**About this task**
Output the first line below and each one after it, exactly, up to and including the line holding "instance: [(32, 384)]". Pictures should not be copied.

**Image-grounded pointing data**
--- START ---

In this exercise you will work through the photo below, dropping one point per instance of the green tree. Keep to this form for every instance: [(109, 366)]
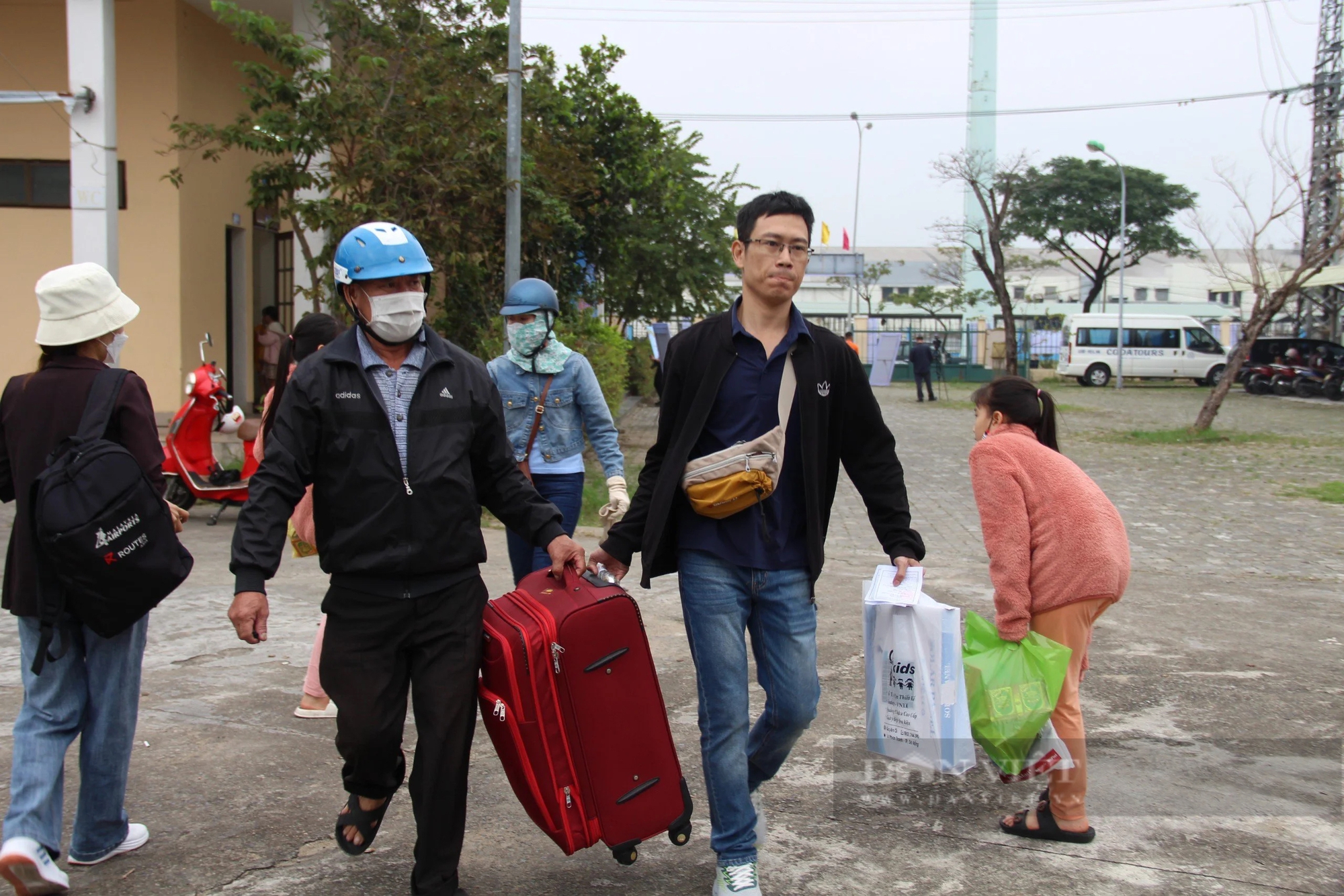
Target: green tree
[(654, 229), (404, 122), (939, 302), (1072, 208), (866, 283), (990, 238)]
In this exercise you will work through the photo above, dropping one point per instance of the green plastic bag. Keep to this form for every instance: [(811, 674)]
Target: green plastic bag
[(1011, 690)]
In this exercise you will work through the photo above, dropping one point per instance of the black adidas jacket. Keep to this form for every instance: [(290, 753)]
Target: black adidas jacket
[(842, 424), (377, 534)]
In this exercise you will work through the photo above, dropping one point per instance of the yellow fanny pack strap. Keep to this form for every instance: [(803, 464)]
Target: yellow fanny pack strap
[(722, 496)]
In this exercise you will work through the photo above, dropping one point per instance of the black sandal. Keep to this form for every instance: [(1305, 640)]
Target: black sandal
[(1048, 831), (366, 823)]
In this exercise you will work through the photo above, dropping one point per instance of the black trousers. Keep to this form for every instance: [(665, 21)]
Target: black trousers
[(376, 651), (921, 381)]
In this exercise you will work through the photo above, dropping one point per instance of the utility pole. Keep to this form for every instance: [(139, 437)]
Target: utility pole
[(514, 161), (1323, 198), (91, 29), (854, 234), (982, 104)]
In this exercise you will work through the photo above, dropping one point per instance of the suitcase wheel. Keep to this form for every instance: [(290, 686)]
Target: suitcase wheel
[(681, 836)]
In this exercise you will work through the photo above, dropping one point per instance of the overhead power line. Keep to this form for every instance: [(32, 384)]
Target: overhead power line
[(962, 114), (831, 15)]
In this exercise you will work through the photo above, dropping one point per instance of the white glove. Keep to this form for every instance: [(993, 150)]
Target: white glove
[(619, 502)]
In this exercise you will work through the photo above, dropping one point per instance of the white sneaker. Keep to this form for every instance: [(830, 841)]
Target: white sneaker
[(761, 828), (136, 838), (737, 881), (326, 713), (28, 866)]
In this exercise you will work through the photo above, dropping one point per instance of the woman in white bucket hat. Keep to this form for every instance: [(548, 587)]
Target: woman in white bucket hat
[(93, 690)]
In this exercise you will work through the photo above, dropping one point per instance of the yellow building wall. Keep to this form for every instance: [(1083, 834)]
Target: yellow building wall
[(34, 240), (171, 61)]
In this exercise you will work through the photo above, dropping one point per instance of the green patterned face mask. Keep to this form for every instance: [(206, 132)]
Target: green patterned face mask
[(525, 339)]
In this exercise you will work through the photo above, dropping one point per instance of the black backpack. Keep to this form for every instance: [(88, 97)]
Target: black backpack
[(107, 549)]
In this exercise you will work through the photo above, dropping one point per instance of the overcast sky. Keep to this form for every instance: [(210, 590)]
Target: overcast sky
[(794, 57)]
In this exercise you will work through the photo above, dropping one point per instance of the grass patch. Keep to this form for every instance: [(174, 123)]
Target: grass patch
[(1187, 437), (1329, 492), (595, 490)]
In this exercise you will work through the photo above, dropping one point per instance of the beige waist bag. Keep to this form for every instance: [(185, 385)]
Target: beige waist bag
[(747, 474)]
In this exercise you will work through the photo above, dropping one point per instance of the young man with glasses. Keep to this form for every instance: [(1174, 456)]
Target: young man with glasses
[(756, 570)]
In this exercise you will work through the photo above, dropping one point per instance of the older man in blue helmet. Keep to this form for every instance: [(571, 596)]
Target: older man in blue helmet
[(403, 437)]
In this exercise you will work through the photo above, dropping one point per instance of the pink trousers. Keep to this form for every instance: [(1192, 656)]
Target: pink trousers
[(312, 683)]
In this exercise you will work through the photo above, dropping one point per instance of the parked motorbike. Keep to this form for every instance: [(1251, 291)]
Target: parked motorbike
[(1334, 385), (1282, 379), (1256, 378), (190, 463), (1310, 382)]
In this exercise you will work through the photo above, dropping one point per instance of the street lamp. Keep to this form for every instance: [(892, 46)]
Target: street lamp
[(1096, 146), (854, 232)]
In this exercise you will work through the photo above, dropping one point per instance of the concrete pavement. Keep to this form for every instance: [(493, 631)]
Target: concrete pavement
[(1216, 702)]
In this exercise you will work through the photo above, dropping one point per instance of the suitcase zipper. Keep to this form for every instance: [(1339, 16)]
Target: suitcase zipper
[(542, 617), (522, 601)]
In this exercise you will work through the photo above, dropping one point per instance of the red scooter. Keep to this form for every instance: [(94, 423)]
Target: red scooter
[(189, 456)]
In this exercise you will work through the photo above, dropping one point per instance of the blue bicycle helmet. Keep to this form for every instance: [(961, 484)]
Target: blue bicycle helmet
[(377, 251), (532, 295)]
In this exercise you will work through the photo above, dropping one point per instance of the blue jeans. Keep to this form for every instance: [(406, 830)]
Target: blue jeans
[(93, 692), (566, 492), (721, 601)]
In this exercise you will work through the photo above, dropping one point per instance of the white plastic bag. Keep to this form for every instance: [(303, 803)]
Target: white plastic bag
[(1048, 753), (916, 686)]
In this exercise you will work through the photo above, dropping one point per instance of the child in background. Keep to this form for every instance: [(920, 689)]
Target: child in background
[(1058, 559), (311, 334)]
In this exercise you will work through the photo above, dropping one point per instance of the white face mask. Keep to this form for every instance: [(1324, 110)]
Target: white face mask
[(397, 318), (114, 350)]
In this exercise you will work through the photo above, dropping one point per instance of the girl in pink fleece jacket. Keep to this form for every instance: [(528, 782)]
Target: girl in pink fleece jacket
[(1058, 559)]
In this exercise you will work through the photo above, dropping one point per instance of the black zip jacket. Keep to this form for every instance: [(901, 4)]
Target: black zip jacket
[(377, 533), (842, 424)]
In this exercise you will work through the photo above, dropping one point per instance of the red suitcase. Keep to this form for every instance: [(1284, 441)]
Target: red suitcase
[(573, 705)]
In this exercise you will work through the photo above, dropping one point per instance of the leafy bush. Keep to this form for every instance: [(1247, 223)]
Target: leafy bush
[(642, 369), (607, 351)]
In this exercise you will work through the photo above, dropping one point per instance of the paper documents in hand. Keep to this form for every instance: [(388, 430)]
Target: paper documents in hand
[(882, 589)]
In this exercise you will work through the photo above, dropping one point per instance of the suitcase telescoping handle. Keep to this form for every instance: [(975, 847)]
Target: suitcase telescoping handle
[(571, 578)]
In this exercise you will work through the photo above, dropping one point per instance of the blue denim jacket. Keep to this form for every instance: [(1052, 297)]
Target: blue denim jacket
[(575, 406)]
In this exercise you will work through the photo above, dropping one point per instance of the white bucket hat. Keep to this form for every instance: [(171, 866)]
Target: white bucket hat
[(79, 303)]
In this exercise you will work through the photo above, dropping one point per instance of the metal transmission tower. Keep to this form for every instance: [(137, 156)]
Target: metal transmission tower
[(1325, 195)]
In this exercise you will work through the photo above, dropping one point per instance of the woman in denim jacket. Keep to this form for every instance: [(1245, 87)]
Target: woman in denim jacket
[(536, 363)]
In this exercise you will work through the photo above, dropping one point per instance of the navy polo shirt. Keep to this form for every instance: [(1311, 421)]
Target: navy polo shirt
[(747, 408)]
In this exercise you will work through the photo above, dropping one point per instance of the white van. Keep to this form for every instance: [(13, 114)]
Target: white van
[(1157, 346)]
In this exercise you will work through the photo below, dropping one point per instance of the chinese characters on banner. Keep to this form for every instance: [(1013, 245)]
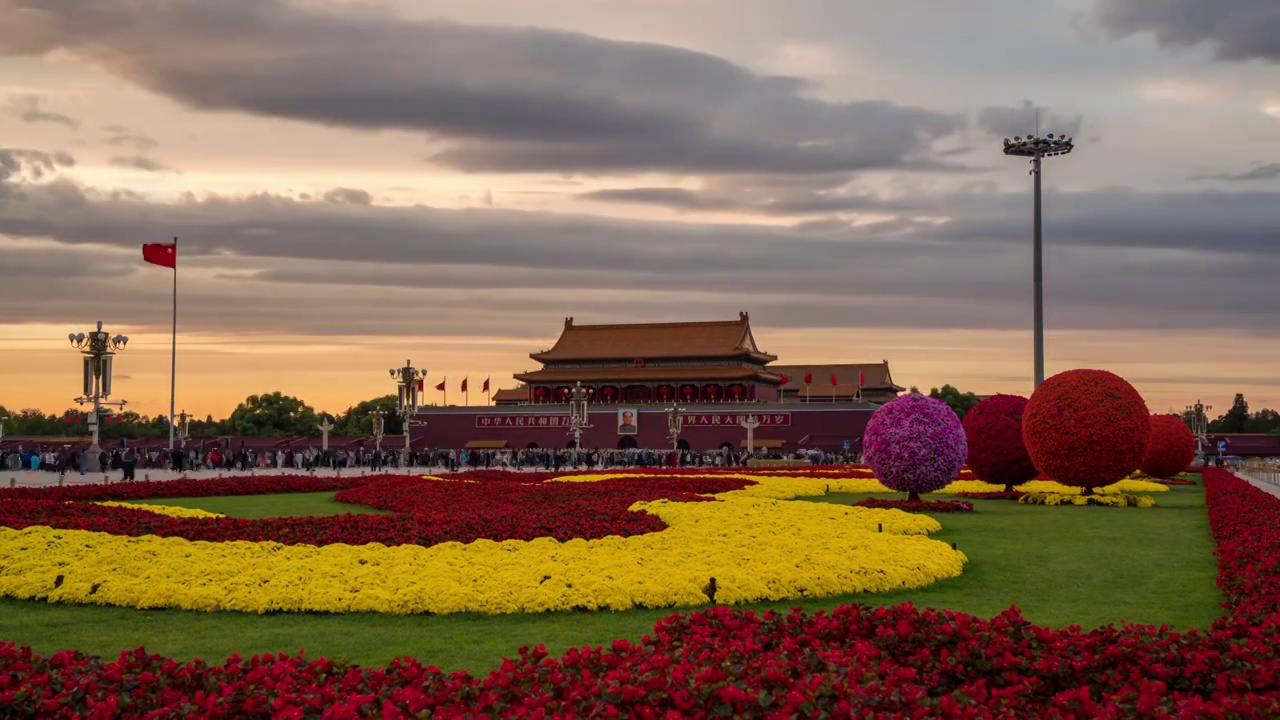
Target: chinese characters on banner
[(690, 420), (767, 419), (521, 420)]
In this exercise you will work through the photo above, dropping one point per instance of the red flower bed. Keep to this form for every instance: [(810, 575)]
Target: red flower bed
[(425, 511), (854, 661), (917, 505)]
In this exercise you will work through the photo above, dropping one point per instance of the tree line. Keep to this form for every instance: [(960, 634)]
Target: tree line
[(275, 414), (272, 414)]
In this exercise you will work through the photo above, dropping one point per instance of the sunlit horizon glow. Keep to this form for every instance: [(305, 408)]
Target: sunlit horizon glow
[(448, 183)]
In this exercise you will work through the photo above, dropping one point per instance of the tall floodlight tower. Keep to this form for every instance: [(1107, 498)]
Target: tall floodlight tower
[(1037, 149)]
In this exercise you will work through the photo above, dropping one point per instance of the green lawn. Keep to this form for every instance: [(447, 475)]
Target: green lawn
[(1061, 565), (287, 505)]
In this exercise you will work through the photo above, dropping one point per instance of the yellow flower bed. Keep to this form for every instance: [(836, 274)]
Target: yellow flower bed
[(755, 546), (170, 510), (1111, 500)]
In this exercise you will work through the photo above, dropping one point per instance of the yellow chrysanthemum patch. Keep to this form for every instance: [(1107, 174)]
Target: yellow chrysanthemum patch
[(755, 547), (170, 510), (1111, 500)]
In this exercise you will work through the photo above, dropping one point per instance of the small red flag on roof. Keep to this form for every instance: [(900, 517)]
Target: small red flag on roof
[(164, 254)]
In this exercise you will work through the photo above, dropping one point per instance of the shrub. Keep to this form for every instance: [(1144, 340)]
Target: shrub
[(1171, 447), (1086, 428), (993, 429), (915, 445)]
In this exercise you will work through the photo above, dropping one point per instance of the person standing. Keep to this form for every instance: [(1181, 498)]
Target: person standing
[(128, 461)]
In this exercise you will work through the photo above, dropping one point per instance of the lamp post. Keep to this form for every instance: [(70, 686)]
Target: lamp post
[(97, 347), (406, 381), (378, 418), (183, 427), (577, 419), (1200, 425), (1037, 149), (325, 425), (750, 423)]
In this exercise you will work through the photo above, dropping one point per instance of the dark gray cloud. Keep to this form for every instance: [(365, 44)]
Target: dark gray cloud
[(507, 99), (1267, 171), (140, 163), (348, 196), (1235, 30), (1022, 119), (1114, 260), (28, 109), (17, 164)]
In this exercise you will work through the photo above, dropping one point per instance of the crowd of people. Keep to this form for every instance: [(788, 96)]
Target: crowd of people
[(128, 460)]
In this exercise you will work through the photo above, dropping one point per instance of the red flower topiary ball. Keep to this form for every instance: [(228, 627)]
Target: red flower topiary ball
[(996, 450), (1171, 447), (1087, 428)]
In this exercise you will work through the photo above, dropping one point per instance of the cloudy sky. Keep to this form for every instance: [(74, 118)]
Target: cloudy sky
[(359, 182)]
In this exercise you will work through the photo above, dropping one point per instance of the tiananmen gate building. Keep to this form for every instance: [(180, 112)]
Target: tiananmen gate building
[(634, 373)]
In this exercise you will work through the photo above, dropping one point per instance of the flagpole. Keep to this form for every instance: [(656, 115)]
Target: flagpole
[(173, 352)]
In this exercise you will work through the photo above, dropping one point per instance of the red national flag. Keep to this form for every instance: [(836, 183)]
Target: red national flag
[(164, 254)]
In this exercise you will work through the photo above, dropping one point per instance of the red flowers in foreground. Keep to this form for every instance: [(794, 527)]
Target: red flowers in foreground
[(855, 661), (425, 511)]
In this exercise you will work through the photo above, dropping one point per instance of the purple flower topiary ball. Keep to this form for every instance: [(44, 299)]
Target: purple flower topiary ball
[(914, 445)]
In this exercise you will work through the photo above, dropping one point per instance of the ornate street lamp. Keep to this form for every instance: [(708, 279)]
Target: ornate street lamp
[(406, 405), (183, 427), (1200, 424), (99, 347), (378, 418), (1037, 147), (577, 418)]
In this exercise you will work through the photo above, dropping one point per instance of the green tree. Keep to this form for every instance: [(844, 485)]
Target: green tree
[(1234, 420), (356, 420), (959, 401), (272, 415)]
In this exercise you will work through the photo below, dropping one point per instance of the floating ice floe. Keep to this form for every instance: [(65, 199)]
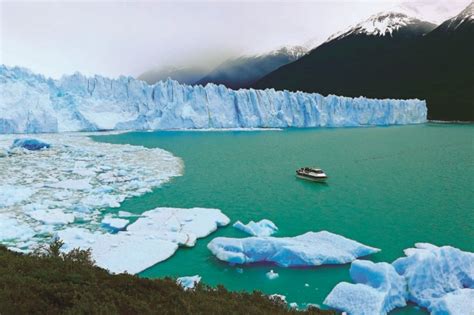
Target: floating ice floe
[(261, 228), (13, 231), (309, 249), (188, 282), (52, 216), (11, 195), (154, 237), (272, 275), (432, 272), (71, 183), (115, 224), (378, 290), (440, 279)]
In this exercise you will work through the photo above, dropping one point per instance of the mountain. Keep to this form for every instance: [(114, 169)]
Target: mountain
[(392, 55), (393, 24), (32, 103), (185, 75), (243, 71)]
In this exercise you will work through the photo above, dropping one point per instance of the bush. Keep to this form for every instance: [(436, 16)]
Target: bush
[(51, 282)]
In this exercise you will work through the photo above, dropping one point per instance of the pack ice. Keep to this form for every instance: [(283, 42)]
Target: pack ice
[(309, 249), (32, 103), (153, 237), (69, 182), (440, 279)]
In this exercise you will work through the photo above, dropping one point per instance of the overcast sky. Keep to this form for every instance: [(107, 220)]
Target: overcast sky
[(119, 37)]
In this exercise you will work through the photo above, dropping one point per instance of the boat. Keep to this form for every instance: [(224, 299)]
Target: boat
[(312, 174)]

--- END ---

**Reply**
In this exercise you will work through the photo below, dropping one point per instance of the green tree. Keep to this form for every instance: [(109, 366)]
Target: green tree
[(654, 229), (404, 122), (939, 302), (1072, 208), (866, 283), (990, 238)]
In this exercise you will work through the photo above, dropping one point per instance of the green plastic bag. Keep to this form for every instance: [(811, 674)]
Target: green plastic bag
[(1011, 690)]
In this exercise you will work through the photo above, dropping one point per instance of the black adidas jacket. Keep to this form for every instance: [(290, 753)]
Target: black adidas jacket
[(842, 424), (377, 534)]
In this exercise you will work through the photo above, dropping one point per instance of the yellow fanny pack strap. Keep to this form for every instance: [(803, 464)]
Target: yellow fanny pack strap
[(722, 496)]
In this exercise you will work through the photo above, dropping one point per instance of the black sandal. Keep to this form for every instance: [(1305, 640)]
Target: black sandal
[(1048, 831), (366, 823)]
In this exercise you will work through the photo above, dropping one point per instance of the black trousers. Keep to this form for every instance: [(665, 21)]
Target: black trousers
[(376, 651), (921, 381)]
In this exercise you will work through the photo above, dropping one point per instance of the utility pole. Keep to this form for every instance: [(139, 437)]
Target: utility pole
[(514, 161), (1323, 198), (91, 29), (854, 234), (982, 104)]
In this exercise you will work through the photo above, dropping one point per instance of the suitcase wheel. Keep to this form for every instance: [(290, 686)]
Target: suitcase wheel
[(681, 836)]
In this exercise you will work through the photo above, dropping one point per instance of the overhead power line. Keep to this form for every instance: [(32, 384)]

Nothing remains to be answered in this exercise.